■ **Extrait**:
_ _ _ _ _
Le 9 novembre prochain l’Allemagne célèbrera le 30ème anniversaire de la chute du Mur de Berlin. Un événement qui mêlera fraternité, émotion et unité. Pourtant, depuis quelques jours, la capitale allemande pose son regard et se passionne pour un match de football dont les racines sont intimement liées à l’histoire du « Mur de la honte ». L’affrontement entre Union Berlin et le Hertha BSC sera le premier entre les deux clubs dans l’histoire de la Bundesliga et à défaut d’être le derby qui dépasse tous les autres en matière d’hostilité, celui-ci pourrait bien devenir le plus atypique d’Europe. Gros plan sur le « Stadtderby » de la capitale Teutonne.
La notion de derby dans le sport renvoie généralement à l’affrontement entre deux clubs d’une même région, d’une même ville, sur un fond de rivalité, de haine voir de violence et dans une atmosphère politique, sociale ou idéologique. Les exemples sont nombreux et quasiment toutes les capitales d’Europe possèdent un grand derby dans l’imaginaire culturel footballistique : Rome, Madrid, Lisbonne, Londres, Athènes, Istanbul. Mais Berlin dans son exception presque singulière rappelle que son football est loin d’être dominant sur les scènes européenne et nationale. Depuis 1963 et l’ère Bundesliga, la capitale allemande est la ville la plus représentée avec cinq participants (Blau-Weiß Berlin, Tasmania, Tennis Borussia, Hertha BSC et le petit dernier et seul représentant de l’ex-DDR, l’Union Berlin), pourtant aucun n’a réussi à inscrire son nom au palmarès du championnat. Par ailleurs, seul le Hertha s’est installé dans la durée, non sans connaitre des périodes d’irrégularité (deux descentes en D2 depuis 2009).

En 55 saisons de Bundesliga, 4 rencontres seulement ont opposé des clubs de la capitale l’un face à l’autre. Ainsi, lors des saisons 74/75 et 76/77, le Hertha BSC affronte le Tennis Borussia (qui effectuera l’ascenseur durant cette période) pour la suprématie locale. La logique est respectée lors des trois premiers duels, avec trois victoires du Hertha, prétendant déclaré au titre. Mais surprise, le TBB s’impose lors de l’ultime rencontre en 1977 (2-1) ce qui n’empêchera pas sa relégation. Quoi qu’il en soit, Berlin est une ville frustrée par si peu de réjouissance. Pour preuve, les 75 000 places du stade Olympique sont prises d’assaut pour le premier stadtderby, le 16 novembre 1974 (0-3). Le jour même, le Tagesspiegel titre symboliquement pour l’occasion, « Une première mondiale », suffisamment révélateur de la ferveur de la population locale pour le ballon rond. Mais la situation de Berlin est problématique, la ville est divisée en deux depuis le début de la guerre froide et la partie Ouest est un îlot perdu en plein cœur de l’Allemagne de l’Est. Pas simple d’instaurer une place forte de la Bundesliga dans un territoire qui n’est pas directement rattaché à la RFA. Tandis qu’à l’Est, la donne est différente.
_ _ _ _ _
Données collectées:

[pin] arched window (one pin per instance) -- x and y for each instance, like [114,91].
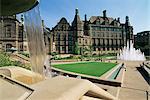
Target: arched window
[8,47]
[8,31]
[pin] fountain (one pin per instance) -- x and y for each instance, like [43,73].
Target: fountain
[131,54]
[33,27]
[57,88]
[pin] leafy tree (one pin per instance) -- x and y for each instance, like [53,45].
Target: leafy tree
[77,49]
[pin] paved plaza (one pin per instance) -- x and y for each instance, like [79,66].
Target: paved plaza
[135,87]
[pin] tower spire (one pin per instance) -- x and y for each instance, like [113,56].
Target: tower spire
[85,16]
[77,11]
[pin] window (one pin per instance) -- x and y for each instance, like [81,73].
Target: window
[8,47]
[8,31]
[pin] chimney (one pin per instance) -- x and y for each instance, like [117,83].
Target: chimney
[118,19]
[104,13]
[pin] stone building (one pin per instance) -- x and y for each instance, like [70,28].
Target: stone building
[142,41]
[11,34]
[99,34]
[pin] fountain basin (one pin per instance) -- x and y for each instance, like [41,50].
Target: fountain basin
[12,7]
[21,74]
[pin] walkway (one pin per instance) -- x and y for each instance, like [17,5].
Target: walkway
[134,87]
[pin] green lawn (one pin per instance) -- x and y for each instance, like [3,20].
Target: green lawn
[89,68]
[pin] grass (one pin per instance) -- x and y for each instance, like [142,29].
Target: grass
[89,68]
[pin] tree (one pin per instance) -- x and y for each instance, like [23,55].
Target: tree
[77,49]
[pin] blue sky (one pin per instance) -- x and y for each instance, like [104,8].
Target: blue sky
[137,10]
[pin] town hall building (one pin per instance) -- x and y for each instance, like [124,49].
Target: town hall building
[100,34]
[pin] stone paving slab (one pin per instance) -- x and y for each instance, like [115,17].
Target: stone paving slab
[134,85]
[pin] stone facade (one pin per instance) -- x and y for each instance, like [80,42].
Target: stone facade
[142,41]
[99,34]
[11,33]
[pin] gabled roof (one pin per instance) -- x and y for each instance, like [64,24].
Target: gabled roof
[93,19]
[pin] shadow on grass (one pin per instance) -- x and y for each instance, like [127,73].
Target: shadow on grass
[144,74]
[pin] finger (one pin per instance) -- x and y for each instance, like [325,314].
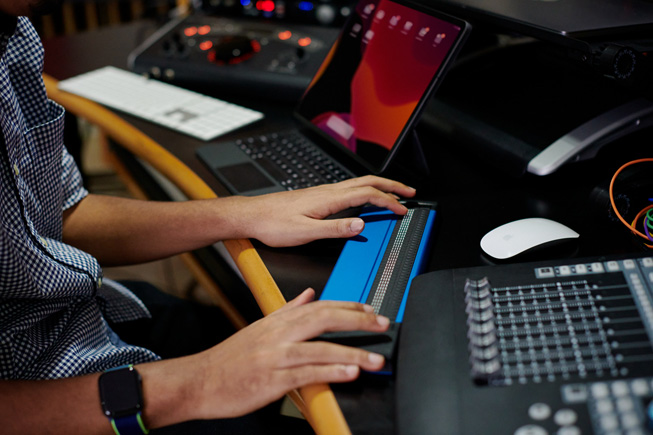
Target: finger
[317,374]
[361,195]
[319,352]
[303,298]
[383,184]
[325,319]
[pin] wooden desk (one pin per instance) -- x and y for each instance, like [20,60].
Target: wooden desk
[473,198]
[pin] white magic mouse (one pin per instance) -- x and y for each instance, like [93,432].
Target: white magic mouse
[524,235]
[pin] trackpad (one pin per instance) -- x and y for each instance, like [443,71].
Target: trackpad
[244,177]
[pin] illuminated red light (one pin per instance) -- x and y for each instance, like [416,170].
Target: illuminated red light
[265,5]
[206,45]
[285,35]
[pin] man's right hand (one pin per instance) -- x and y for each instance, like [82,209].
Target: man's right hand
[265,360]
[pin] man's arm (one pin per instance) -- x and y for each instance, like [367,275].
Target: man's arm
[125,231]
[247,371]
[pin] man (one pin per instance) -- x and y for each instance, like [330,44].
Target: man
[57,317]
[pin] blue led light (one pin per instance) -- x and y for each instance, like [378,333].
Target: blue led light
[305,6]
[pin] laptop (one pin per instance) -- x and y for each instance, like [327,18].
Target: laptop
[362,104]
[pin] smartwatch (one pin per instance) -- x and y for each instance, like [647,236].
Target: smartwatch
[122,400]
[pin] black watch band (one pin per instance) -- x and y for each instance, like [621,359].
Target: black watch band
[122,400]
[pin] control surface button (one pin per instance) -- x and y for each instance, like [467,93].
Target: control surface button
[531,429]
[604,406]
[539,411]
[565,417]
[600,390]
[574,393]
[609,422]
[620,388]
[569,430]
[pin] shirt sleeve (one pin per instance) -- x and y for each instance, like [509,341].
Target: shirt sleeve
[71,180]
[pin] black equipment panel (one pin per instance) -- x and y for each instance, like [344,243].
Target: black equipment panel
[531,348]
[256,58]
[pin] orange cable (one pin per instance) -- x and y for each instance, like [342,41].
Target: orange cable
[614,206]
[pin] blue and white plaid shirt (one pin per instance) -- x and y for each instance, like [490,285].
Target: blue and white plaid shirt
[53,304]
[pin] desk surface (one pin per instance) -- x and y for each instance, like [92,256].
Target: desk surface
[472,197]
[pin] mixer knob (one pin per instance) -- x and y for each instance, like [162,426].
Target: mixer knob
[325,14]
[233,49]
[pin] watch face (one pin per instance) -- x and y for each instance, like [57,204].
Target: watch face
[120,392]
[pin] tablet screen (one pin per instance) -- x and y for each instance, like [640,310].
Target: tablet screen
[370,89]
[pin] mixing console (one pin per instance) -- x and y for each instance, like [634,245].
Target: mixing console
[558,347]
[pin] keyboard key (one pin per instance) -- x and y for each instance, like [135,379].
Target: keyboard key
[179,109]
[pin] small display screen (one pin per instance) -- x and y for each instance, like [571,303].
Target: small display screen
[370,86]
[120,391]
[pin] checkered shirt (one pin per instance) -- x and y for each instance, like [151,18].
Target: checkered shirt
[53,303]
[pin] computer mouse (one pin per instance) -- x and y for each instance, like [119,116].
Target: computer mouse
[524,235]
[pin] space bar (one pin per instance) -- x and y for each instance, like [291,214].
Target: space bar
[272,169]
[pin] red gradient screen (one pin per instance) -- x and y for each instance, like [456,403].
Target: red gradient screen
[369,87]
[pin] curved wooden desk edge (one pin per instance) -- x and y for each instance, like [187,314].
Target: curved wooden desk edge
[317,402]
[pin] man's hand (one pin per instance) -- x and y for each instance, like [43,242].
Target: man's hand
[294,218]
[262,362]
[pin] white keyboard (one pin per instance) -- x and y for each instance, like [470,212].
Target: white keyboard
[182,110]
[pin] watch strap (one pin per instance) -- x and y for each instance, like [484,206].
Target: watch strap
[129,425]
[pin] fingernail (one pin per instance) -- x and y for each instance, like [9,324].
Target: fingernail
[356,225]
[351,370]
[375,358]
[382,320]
_ _ _ _ _
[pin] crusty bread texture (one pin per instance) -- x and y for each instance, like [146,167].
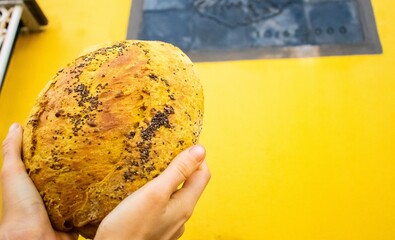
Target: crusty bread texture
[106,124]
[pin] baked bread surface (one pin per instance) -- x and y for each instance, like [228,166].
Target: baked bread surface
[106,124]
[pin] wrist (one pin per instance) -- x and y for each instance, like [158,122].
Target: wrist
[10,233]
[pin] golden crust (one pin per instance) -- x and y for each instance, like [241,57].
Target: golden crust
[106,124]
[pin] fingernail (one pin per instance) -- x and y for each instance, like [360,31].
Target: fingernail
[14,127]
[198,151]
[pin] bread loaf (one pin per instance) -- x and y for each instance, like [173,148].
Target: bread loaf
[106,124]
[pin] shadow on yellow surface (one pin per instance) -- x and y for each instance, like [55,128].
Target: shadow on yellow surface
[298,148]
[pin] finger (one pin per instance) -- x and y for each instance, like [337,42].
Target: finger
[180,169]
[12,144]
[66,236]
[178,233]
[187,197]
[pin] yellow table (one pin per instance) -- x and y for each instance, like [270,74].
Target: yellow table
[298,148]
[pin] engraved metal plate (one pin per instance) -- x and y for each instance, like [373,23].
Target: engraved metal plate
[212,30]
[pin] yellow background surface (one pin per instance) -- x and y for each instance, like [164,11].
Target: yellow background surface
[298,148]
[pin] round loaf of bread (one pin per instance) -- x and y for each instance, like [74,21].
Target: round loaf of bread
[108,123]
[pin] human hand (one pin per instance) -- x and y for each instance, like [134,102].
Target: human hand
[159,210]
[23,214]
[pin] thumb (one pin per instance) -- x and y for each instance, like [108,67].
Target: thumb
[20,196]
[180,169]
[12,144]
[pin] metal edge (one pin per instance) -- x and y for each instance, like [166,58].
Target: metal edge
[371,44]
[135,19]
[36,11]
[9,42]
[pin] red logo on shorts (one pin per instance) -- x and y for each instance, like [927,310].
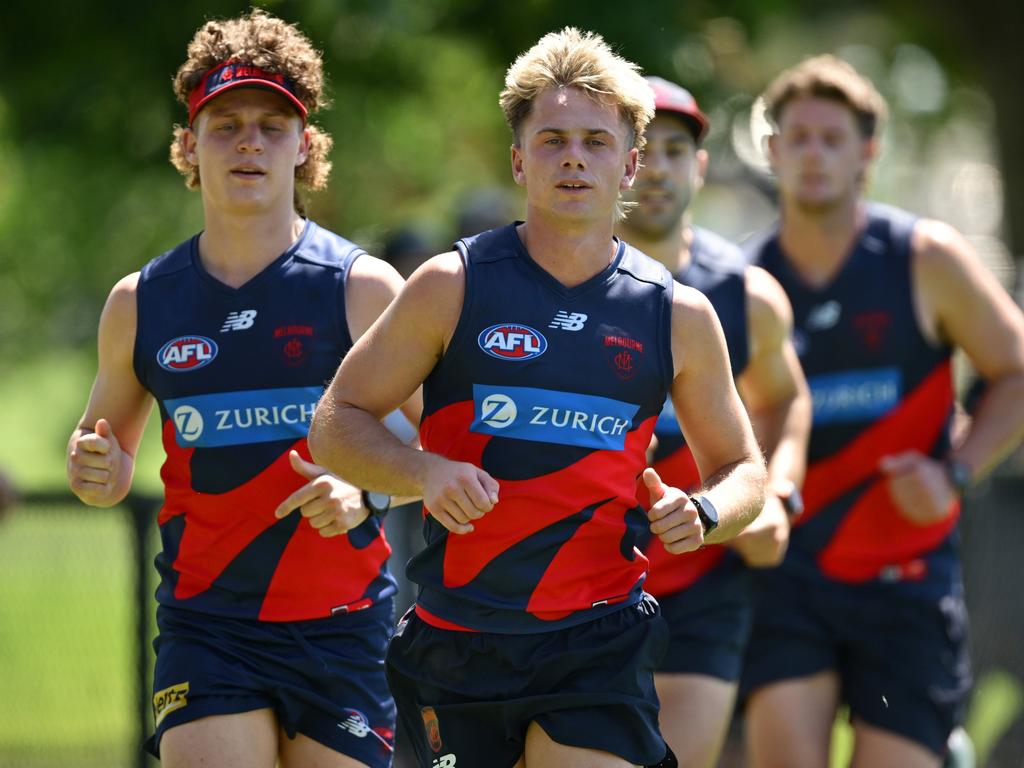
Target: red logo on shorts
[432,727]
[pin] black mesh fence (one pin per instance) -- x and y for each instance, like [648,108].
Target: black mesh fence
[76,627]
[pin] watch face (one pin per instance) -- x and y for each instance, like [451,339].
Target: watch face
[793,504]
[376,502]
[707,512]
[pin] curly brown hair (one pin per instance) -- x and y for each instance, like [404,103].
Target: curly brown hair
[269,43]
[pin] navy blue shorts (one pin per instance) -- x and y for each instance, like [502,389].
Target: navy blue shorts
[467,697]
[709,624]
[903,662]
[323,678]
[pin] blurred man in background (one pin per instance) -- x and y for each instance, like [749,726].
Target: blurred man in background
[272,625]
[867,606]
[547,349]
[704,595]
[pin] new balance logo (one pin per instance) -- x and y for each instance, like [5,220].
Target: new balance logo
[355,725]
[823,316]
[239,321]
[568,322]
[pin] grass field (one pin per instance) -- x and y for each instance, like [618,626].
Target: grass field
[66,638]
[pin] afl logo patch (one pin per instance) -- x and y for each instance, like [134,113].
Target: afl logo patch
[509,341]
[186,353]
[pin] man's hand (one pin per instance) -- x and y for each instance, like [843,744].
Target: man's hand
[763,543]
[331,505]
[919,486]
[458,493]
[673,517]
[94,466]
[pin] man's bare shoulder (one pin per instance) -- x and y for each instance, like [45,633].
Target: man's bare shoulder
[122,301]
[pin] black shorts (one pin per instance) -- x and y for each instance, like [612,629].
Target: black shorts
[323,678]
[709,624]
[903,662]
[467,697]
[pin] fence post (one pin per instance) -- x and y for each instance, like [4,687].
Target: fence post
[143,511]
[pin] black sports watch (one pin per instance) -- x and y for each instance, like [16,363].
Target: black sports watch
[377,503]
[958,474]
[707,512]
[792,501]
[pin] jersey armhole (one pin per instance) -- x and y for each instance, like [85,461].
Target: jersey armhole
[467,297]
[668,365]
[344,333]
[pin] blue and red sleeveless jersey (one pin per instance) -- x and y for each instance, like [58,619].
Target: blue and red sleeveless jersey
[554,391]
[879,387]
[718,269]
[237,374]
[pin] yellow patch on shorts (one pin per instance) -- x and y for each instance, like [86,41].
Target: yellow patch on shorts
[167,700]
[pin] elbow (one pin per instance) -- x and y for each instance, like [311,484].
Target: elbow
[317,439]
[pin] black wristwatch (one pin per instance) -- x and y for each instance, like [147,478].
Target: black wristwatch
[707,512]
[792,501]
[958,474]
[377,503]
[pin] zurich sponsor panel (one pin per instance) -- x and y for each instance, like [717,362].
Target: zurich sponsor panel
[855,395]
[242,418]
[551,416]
_ _ _ _ _
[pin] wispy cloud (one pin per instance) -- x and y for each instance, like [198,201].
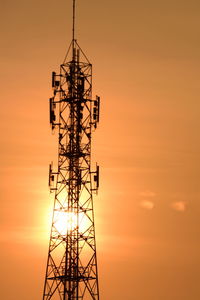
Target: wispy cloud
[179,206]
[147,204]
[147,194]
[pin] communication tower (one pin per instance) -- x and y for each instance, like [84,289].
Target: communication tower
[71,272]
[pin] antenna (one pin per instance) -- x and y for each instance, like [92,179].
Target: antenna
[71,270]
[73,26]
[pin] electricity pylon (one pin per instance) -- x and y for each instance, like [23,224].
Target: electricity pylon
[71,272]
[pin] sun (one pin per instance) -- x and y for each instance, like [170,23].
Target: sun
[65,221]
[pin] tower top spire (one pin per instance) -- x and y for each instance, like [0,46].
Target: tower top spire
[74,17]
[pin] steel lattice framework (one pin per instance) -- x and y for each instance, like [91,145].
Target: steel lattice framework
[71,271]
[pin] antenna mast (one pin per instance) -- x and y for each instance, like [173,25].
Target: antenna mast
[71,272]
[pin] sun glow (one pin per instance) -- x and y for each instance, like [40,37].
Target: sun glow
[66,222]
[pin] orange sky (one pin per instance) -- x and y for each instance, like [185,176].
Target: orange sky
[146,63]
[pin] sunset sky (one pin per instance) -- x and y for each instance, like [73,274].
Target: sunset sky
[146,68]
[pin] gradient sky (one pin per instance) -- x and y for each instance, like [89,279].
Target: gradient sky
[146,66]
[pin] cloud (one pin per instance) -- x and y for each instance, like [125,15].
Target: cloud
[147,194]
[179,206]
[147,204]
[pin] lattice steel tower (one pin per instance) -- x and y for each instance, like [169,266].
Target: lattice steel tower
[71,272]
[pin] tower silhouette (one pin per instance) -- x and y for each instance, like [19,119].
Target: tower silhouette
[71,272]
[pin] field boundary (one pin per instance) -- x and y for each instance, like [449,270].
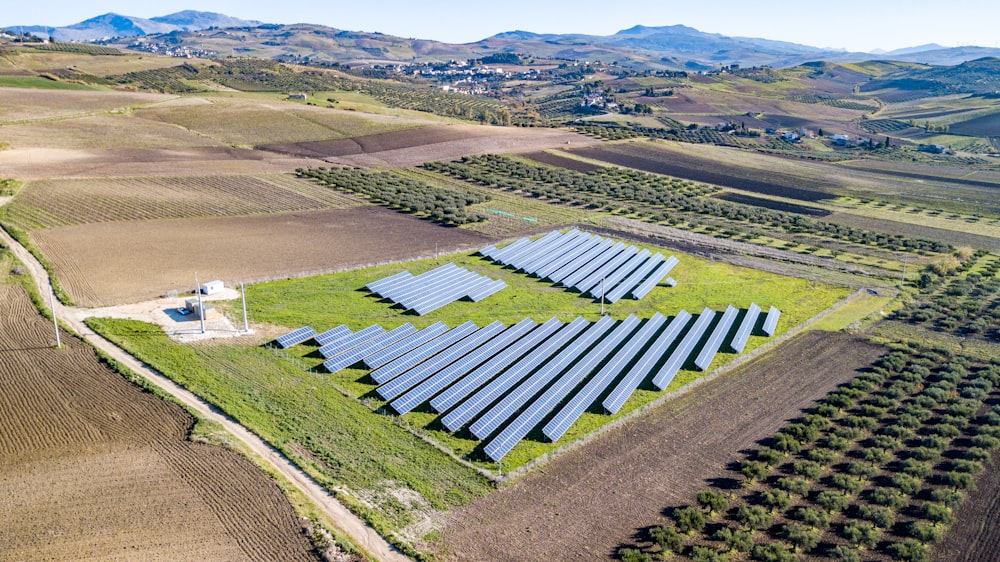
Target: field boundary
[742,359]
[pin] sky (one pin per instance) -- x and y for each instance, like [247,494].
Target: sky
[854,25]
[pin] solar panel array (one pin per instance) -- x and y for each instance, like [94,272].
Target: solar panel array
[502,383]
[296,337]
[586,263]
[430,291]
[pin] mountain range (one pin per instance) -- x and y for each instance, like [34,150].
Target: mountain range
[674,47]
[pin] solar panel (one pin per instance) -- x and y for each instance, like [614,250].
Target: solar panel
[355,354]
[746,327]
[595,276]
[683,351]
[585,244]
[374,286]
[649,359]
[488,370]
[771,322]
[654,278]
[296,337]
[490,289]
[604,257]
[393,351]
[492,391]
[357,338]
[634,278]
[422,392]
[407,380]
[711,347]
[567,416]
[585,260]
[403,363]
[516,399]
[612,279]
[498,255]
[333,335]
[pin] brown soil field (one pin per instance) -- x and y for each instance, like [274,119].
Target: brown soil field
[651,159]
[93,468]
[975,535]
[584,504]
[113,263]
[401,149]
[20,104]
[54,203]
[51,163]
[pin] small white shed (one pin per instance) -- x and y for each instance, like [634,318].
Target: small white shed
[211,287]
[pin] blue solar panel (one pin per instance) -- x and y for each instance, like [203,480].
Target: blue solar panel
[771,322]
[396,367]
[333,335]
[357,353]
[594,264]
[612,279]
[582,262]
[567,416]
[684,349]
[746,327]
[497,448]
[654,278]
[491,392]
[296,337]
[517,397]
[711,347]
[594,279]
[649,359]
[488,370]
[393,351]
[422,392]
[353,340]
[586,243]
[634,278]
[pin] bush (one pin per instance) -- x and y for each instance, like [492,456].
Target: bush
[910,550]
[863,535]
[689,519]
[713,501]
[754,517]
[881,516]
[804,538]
_ _ _ _ _
■ **Votre objectif**: Reprenez l'extrait sur le derby berlinois de « Le 9 novembre » à « la capitale Teutonne. », en remplaçant « Hertha BSC » par « Hertha Berlin ».

■ **Réponse attendue**:
Le 9 novembre prochain l’Allemagne célèbrera le 30ème anniversaire de la chute du Mur de Berlin. Un événement qui mêlera fraternité, émotion et unité. Pourtant, depuis quelques jours, la capitale allemande pose son regard et se passionne pour un match de football dont les racines sont intimement liées à l’histoire du « Mur de la honte ». L’affrontement entre Union Berlin et le Hertha Berlin sera le premier entre les deux clubs dans l’histoire de la Bundesliga et à défaut d’être le derby qui dépasse tous les autres en matière d’hostilité, celui-ci pourrait bien devenir le plus atypique d’Europe. Gros plan sur le « Stadtderby » de la capitale Teutonne.